## TEXT:
+-------+

"Der Kontakt mit den Menschen ist mir sehr wichtig"
Nachruf: Langjähriger Eupener Dechant 91-jährig verstorben
Am frühen Dienstagabend verstarb in seiner Wohnung im Schatten der St.Nikolaus-Pfarrkirche im Alter von 91 Jahren Dechant Wim Geelen. Im Juli 2015 beging er noch sein eisernes, 65. Priesterjubiläum.Geboren wurde Wim Geelen am 17. Februar 1926 als Jüngster von zwei Söhnen der Eheleute Willem Geelen und Hubertine Broers in ‘s Gravenvoeren, wo er in einem tiefgläubigen Elternhaus aufwuchs. Die Mutter, eine „solide bodenständige Bauersfrau“, verstarb bereits im Alter von 43 Jahren, als Wim Geelen 16 Jahre alt war. „Dieser Tod hat eine große Lücke in unsere Familie gerissen.“ Schon während seiner Kindheit habe ihn die selbstverständliche Art, wie sein Vater, von Beruf Landwirt, seinen Glauben lebte, tief beeindruckt. "Als Kind hegte ich den Wunsch, eines Tages Tierarzt zu werden." Nach dem Besuch der örtlichen Volksschule, den der begabte Schüler bereits mit elf Jahren abschloss und deshalb eine einjährige „Warteschleife“ im Collège von Visé drehen musste, machte er sein Abitur am „Kleinen Seminar“ von Sint-Truiden, wo er anschließend zwei Jahre lang Philosophie studierte.

+-------+

## BEREITGESTELLTES MATERIAL:
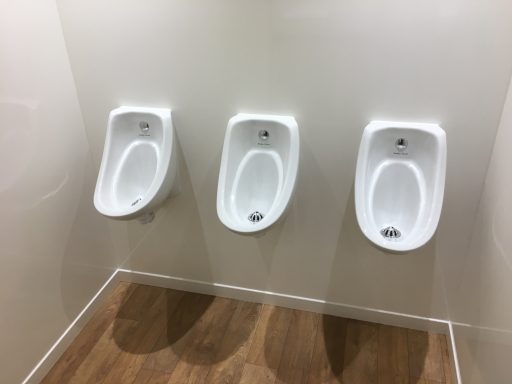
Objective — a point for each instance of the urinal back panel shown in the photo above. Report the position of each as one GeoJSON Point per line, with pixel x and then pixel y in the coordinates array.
{"type": "Point", "coordinates": [258, 170]}
{"type": "Point", "coordinates": [400, 182]}
{"type": "Point", "coordinates": [136, 171]}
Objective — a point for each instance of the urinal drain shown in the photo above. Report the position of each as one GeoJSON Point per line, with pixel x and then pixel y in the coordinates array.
{"type": "Point", "coordinates": [255, 217]}
{"type": "Point", "coordinates": [390, 233]}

+-------+

## AUFGABEN:
A. Geben Sie an, wann Wim Geelen laut dem Nachruf sein 65. Priesterjubiläum beging.
B. Fassen Sie den Absatz des Nachrufs, der mit „Am frühen Dienstagabend“ beginnt, als Stichpunktliste zusammen und behalten Sie dabei die wesentlichen Fakten bei.
Stützen Sie sich dabei ausschließlich auf den Text.

## LÖSUNGEN:
A. Im Juli 2015.

B.
- Dechant Wim Geelen starb am frühen Dienstagabend im Alter von 91 Jahren in seiner Wohnung im Schatten der St.Nikolaus-Pfarrkirche.
- Im Juli 2015 feierte er sein eisernes, 65. Priesterjubiläum.
- Er wurde am 17. Februar 1926 in ‘s Gravenvoeren als jüngerer von zwei Söhnen von Willem Geelen und Hubertine Broers geboren und wuchs in einem tiefgläubigen Elternhaus auf.
- Seine Mutter, eine Bauersfrau, starb mit 43 Jahren, als er 16 war, was eine große Lücke in die Familie riss.
- Die Art, wie sein Vater, ein Landwirt, den Glauben lebte, beeindruckte ihn tief. Als Kind wollte er Tierarzt werden.
- Die Volksschule schloss er schon mit elf Jahren ab und verbrachte deshalb ein Jahr im Collège von Visé.
- Sein Abitur machte er am „Kleinen Seminar“ von Sint-Truiden, wo er danach zwei Jahre Philosophie studierte.